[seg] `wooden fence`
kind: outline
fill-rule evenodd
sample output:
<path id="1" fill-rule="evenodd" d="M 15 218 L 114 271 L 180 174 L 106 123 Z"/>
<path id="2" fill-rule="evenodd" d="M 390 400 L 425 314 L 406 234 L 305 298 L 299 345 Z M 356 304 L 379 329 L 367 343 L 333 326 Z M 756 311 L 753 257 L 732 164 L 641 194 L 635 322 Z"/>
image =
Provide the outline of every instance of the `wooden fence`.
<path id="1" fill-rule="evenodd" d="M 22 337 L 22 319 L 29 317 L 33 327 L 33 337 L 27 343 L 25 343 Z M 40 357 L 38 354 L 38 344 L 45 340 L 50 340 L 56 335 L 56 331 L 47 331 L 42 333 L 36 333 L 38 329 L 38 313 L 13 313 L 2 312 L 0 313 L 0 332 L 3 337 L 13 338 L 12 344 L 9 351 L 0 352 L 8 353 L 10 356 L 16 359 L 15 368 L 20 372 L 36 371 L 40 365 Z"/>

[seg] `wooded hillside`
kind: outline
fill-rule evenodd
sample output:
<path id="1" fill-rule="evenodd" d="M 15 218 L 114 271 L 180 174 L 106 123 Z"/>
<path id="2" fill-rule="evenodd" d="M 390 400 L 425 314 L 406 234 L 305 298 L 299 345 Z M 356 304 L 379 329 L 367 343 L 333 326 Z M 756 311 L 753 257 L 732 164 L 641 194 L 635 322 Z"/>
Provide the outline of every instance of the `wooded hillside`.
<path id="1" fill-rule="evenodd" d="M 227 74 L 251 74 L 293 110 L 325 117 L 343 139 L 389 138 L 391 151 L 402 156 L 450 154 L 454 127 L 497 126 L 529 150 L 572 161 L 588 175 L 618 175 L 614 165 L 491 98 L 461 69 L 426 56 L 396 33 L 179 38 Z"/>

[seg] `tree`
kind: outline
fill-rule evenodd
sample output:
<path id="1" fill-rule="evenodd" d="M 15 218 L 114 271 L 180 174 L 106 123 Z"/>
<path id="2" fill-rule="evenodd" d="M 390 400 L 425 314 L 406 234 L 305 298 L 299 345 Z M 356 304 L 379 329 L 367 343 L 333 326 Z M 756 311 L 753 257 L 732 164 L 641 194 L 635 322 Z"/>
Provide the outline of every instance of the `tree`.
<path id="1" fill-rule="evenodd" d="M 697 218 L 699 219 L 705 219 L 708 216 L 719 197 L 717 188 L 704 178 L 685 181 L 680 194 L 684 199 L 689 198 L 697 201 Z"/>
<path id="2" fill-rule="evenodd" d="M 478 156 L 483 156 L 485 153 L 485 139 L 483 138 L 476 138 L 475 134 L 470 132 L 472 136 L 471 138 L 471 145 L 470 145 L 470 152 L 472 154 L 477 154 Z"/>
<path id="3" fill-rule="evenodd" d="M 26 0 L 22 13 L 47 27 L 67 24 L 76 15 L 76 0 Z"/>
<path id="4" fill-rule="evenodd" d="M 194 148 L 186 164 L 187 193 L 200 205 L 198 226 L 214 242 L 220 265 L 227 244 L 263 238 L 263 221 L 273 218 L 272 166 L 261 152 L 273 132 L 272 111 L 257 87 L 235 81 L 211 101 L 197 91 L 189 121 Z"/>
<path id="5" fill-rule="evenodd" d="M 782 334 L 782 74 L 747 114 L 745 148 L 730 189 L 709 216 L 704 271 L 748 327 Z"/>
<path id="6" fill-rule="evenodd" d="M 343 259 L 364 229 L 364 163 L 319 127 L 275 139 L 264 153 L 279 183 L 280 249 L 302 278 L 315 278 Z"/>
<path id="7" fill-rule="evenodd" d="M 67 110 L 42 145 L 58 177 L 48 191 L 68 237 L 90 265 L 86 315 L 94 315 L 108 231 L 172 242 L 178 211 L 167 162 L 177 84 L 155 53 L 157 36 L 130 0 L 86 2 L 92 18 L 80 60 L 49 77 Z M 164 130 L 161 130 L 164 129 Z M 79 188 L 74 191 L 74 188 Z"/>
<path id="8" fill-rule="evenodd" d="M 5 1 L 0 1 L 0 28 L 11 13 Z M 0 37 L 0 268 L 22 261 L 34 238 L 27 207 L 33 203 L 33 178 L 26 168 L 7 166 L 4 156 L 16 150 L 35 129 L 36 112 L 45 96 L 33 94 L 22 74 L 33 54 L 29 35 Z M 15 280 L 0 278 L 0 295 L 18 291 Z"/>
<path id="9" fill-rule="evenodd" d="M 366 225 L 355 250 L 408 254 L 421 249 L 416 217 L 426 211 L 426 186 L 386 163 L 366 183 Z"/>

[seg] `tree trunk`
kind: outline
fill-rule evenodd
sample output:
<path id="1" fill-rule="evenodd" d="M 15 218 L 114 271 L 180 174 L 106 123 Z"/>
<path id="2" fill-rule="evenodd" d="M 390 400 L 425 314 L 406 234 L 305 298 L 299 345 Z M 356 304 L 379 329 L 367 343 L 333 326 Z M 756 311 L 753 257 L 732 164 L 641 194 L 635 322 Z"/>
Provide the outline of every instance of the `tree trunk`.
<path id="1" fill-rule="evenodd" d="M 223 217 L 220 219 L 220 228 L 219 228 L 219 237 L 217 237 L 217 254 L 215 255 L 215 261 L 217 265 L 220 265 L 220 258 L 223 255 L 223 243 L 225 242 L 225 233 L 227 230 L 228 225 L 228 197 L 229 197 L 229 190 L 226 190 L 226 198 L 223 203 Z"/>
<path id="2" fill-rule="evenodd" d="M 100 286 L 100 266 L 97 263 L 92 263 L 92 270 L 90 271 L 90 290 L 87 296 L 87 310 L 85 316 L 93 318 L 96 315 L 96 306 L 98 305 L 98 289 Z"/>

◆ **Task goal**
Reproduce every one of the lines above word for word, changing nothing.

◆ **Output**
[seg] `wooden fence`
kind: outline
fill-rule evenodd
sample output:
<path id="1" fill-rule="evenodd" d="M 15 218 L 114 271 L 180 174 L 106 123 Z"/>
<path id="2" fill-rule="evenodd" d="M 390 400 L 425 314 L 406 234 L 305 298 L 299 345 Z M 356 304 L 379 329 L 367 343 L 333 326 Z M 756 311 L 753 257 L 732 164 L 641 194 L 635 322 Z"/>
image =
Provide the outline of every instance of the `wooden fence`.
<path id="1" fill-rule="evenodd" d="M 22 337 L 22 319 L 29 317 L 33 327 L 33 337 L 27 343 L 25 343 Z M 40 357 L 38 354 L 38 344 L 45 340 L 50 340 L 56 335 L 56 331 L 47 331 L 42 333 L 36 333 L 38 329 L 38 313 L 13 313 L 2 312 L 0 313 L 0 332 L 3 337 L 13 338 L 12 344 L 9 351 L 0 352 L 8 353 L 10 356 L 16 359 L 15 368 L 20 372 L 36 371 L 40 365 Z"/>

[seg] `wooded hillside`
kind: outline
fill-rule evenodd
sample output:
<path id="1" fill-rule="evenodd" d="M 15 218 L 114 271 L 180 174 L 106 123 Z"/>
<path id="2" fill-rule="evenodd" d="M 390 400 L 425 314 L 406 234 L 305 298 L 299 345 Z M 356 304 L 379 329 L 367 343 L 333 326 Z M 756 311 L 753 257 L 732 164 L 641 194 L 635 322 Z"/>
Provide the outline of every instance of the `wooded hillside`.
<path id="1" fill-rule="evenodd" d="M 227 74 L 251 74 L 293 110 L 325 117 L 343 139 L 389 138 L 391 151 L 402 156 L 450 154 L 454 127 L 497 126 L 529 150 L 572 161 L 588 175 L 618 175 L 614 165 L 491 98 L 461 69 L 426 56 L 396 33 L 179 38 Z"/>

[seg] `tree`
kind: outline
fill-rule evenodd
sample output:
<path id="1" fill-rule="evenodd" d="M 15 218 L 114 271 L 180 174 L 106 123 Z"/>
<path id="2" fill-rule="evenodd" d="M 390 400 L 425 314 L 406 234 L 305 298 L 299 345 Z M 356 304 L 379 329 L 367 343 L 333 326 Z M 756 311 L 753 257 L 732 164 L 641 194 L 635 322 Z"/>
Provide the outline of every instance of the `tree`.
<path id="1" fill-rule="evenodd" d="M 697 218 L 699 219 L 705 219 L 708 216 L 719 197 L 717 188 L 704 178 L 685 181 L 680 194 L 684 199 L 689 198 L 697 201 Z"/>
<path id="2" fill-rule="evenodd" d="M 478 156 L 483 156 L 485 153 L 485 139 L 483 138 L 476 138 L 475 134 L 470 132 L 472 136 L 471 138 L 471 145 L 470 145 L 470 152 L 472 154 L 477 154 Z"/>
<path id="3" fill-rule="evenodd" d="M 26 0 L 22 13 L 47 27 L 67 24 L 76 15 L 76 0 Z"/>
<path id="4" fill-rule="evenodd" d="M 194 148 L 186 164 L 187 193 L 200 205 L 198 226 L 214 242 L 220 265 L 227 244 L 263 238 L 263 221 L 273 218 L 272 166 L 261 152 L 273 132 L 272 111 L 257 87 L 235 81 L 211 101 L 197 91 L 189 121 Z"/>
<path id="5" fill-rule="evenodd" d="M 782 334 L 782 74 L 747 114 L 745 148 L 730 189 L 709 216 L 704 271 L 748 327 Z"/>
<path id="6" fill-rule="evenodd" d="M 343 259 L 364 229 L 364 163 L 319 127 L 275 139 L 264 153 L 279 183 L 280 249 L 302 278 L 315 278 Z"/>
<path id="7" fill-rule="evenodd" d="M 67 110 L 42 145 L 58 177 L 48 191 L 68 237 L 90 265 L 86 315 L 94 315 L 108 231 L 172 242 L 178 211 L 167 162 L 177 84 L 155 53 L 157 36 L 130 0 L 86 2 L 92 18 L 80 60 L 49 77 Z M 164 130 L 161 130 L 164 129 Z M 79 188 L 74 191 L 74 188 Z"/>
<path id="8" fill-rule="evenodd" d="M 5 1 L 0 1 L 0 28 L 11 13 Z M 0 37 L 0 268 L 22 261 L 34 238 L 27 207 L 33 203 L 33 178 L 26 168 L 7 166 L 4 156 L 16 150 L 35 129 L 36 112 L 45 96 L 33 94 L 22 74 L 33 54 L 29 35 Z M 15 280 L 0 278 L 0 295 L 18 291 Z"/>
<path id="9" fill-rule="evenodd" d="M 366 225 L 355 250 L 408 254 L 421 249 L 416 217 L 426 211 L 426 186 L 386 163 L 366 183 Z"/>

[seg] `tree trunk`
kind: outline
fill-rule evenodd
sample output:
<path id="1" fill-rule="evenodd" d="M 15 218 L 114 271 L 180 174 L 106 123 Z"/>
<path id="2" fill-rule="evenodd" d="M 390 400 L 425 314 L 406 234 L 305 298 L 299 345 Z M 356 304 L 379 329 L 367 343 L 333 326 Z M 756 311 L 753 257 L 732 164 L 641 194 L 635 322 Z"/>
Provide the outline of every instance of the `tree trunk`.
<path id="1" fill-rule="evenodd" d="M 223 217 L 220 219 L 220 228 L 219 228 L 219 237 L 217 237 L 217 254 L 215 255 L 215 261 L 217 265 L 220 265 L 220 258 L 223 255 L 223 243 L 225 242 L 225 233 L 227 230 L 228 225 L 228 197 L 229 197 L 229 190 L 226 190 L 226 198 L 223 203 Z"/>
<path id="2" fill-rule="evenodd" d="M 100 286 L 100 266 L 97 263 L 92 263 L 92 270 L 90 271 L 90 290 L 87 296 L 87 310 L 85 316 L 93 318 L 96 315 L 96 306 L 98 305 L 98 289 Z"/>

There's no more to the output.